Exercise details —
Rewrite the listing from the line with "formatted like [150,331]." to the line with "Target: small tree trunk in water", both lines included and no others, keeping every line but multiplying each answer coordinate by 0.6 and rounding to a whole number, with halves rounded up. Leave the sample coordinates in the reviewer notes unchanged.

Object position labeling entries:
+++

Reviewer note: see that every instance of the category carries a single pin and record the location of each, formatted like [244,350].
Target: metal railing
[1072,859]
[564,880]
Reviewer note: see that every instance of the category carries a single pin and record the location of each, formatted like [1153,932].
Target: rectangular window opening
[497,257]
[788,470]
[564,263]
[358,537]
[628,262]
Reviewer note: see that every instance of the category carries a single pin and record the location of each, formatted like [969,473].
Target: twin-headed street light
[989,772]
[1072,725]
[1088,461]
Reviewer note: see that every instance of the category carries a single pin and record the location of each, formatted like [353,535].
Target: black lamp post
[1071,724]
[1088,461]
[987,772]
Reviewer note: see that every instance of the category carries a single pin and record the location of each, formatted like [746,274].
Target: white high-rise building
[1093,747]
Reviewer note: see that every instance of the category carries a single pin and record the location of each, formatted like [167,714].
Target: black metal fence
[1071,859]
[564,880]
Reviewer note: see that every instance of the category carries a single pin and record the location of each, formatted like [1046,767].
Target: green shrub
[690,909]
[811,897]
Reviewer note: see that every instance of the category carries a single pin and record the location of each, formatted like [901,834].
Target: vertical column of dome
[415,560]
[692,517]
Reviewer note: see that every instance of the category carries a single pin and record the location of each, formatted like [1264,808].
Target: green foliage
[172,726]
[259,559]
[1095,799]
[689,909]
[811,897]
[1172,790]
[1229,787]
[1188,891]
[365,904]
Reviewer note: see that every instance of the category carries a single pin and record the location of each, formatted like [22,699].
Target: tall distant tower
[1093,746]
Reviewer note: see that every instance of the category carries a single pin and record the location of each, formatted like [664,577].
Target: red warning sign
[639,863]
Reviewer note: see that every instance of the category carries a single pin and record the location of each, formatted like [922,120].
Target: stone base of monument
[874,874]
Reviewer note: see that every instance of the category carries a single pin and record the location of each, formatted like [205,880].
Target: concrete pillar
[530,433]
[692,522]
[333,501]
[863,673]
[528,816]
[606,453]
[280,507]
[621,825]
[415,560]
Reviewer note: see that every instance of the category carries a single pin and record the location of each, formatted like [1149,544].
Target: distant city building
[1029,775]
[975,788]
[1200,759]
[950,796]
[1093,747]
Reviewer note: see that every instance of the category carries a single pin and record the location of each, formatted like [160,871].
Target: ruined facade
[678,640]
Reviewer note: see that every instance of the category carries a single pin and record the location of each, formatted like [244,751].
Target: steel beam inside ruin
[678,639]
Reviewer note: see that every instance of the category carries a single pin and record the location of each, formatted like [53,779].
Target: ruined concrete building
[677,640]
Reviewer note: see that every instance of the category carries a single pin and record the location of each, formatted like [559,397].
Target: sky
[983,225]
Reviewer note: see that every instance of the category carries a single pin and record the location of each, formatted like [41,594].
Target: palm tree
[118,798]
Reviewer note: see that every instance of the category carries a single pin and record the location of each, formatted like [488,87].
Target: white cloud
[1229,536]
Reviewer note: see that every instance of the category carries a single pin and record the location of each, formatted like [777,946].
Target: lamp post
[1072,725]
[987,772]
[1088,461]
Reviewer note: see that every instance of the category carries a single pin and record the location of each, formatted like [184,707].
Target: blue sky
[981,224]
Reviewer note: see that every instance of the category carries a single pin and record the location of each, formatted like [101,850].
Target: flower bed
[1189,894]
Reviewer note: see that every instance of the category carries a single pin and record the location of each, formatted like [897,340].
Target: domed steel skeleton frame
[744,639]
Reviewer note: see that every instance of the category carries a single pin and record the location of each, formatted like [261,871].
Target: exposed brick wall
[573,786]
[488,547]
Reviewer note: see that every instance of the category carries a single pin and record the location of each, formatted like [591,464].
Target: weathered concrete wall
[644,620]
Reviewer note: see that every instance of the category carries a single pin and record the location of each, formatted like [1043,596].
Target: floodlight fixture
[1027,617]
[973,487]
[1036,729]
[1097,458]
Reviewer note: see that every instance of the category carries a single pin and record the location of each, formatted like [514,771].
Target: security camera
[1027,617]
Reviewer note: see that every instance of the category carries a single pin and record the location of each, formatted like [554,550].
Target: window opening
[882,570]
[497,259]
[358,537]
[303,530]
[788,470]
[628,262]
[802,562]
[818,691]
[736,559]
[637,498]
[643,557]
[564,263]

+++

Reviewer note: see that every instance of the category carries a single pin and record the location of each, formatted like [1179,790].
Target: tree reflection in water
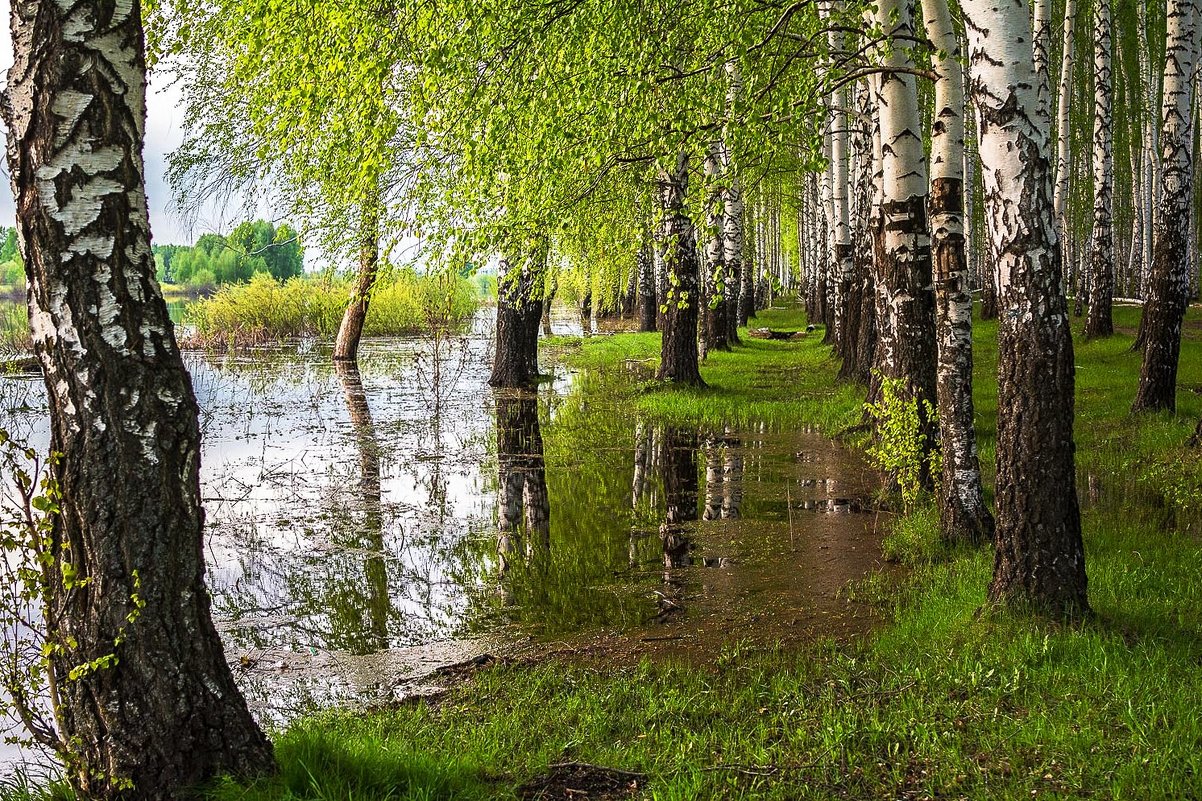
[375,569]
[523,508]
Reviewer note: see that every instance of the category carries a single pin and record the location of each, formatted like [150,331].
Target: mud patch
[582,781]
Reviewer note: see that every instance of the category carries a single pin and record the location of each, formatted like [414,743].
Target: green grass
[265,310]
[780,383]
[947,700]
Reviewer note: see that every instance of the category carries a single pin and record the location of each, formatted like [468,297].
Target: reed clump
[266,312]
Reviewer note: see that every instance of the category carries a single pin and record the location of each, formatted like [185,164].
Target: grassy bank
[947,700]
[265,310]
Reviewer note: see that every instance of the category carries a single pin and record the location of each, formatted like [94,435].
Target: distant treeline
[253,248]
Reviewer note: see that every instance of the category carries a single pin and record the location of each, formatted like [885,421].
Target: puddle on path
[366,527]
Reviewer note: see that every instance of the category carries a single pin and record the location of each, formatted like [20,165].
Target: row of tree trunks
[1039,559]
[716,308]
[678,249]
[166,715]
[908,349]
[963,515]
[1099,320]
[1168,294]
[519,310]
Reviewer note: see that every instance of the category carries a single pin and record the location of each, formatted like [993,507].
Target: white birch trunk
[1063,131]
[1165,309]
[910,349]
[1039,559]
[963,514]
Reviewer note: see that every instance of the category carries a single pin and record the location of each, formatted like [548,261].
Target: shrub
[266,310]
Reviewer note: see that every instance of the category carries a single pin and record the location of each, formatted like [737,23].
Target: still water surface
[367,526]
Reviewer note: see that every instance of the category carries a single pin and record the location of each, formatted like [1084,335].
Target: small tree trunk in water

+++

Response for this exercise —
Reviewer note: see that every instance of the category carries a single pin and record the location of each, formatted like [150,331].
Target: mud patch
[349,469]
Reviewer note: see that every instance of the category carries a single pin and record the location of each, formatted like [414,743].
Target: green grass
[159,186]
[468,230]
[568,420]
Reviewer note: see that every instance of the category carries a single pin and record the location of each, formatted like [468,297].
Target: reed clump
[160,187]
Reviewer note: see that every instance of the category carries a single pin and record the location of each, formatted like [185,164].
Target: grassy bank
[568,420]
[159,186]
Reviewer note: see that every instance of the category carries a single pin and record the location of each, formatted like [94,435].
Target: distant treeline
[152,149]
Reviewer note: see that every instance of the category carries a single pin and record the location of each, formatted like [885,421].
Target: puddle on path
[220,316]
Reviewer note: see that every instance of the category carries a single pin and record the location of each, formatted like [20,165].
Target: row of tree trunks
[623,335]
[430,185]
[407,149]
[100,429]
[545,209]
[578,309]
[659,192]
[701,176]
[311,186]
Reviewer note: see that every instance of the category carries a single pin and record the location of each, formatted like [993,507].
Target: white birch trunk
[638,79]
[699,185]
[546,209]
[623,335]
[578,308]
Reviewer note: see that every instance of the category carries a single pin and record the location of each, formatted like [548,261].
Target: shrub
[160,186]
Reviewer note: see that every instance of the category carries a single pin and record the location of each, formatted like [737,23].
Target: still water surface
[220,316]
Reviewer note: see that every instance of the category carries a single pin and record the location of each, formatted like [1084,335].
Target: small tree trunk in water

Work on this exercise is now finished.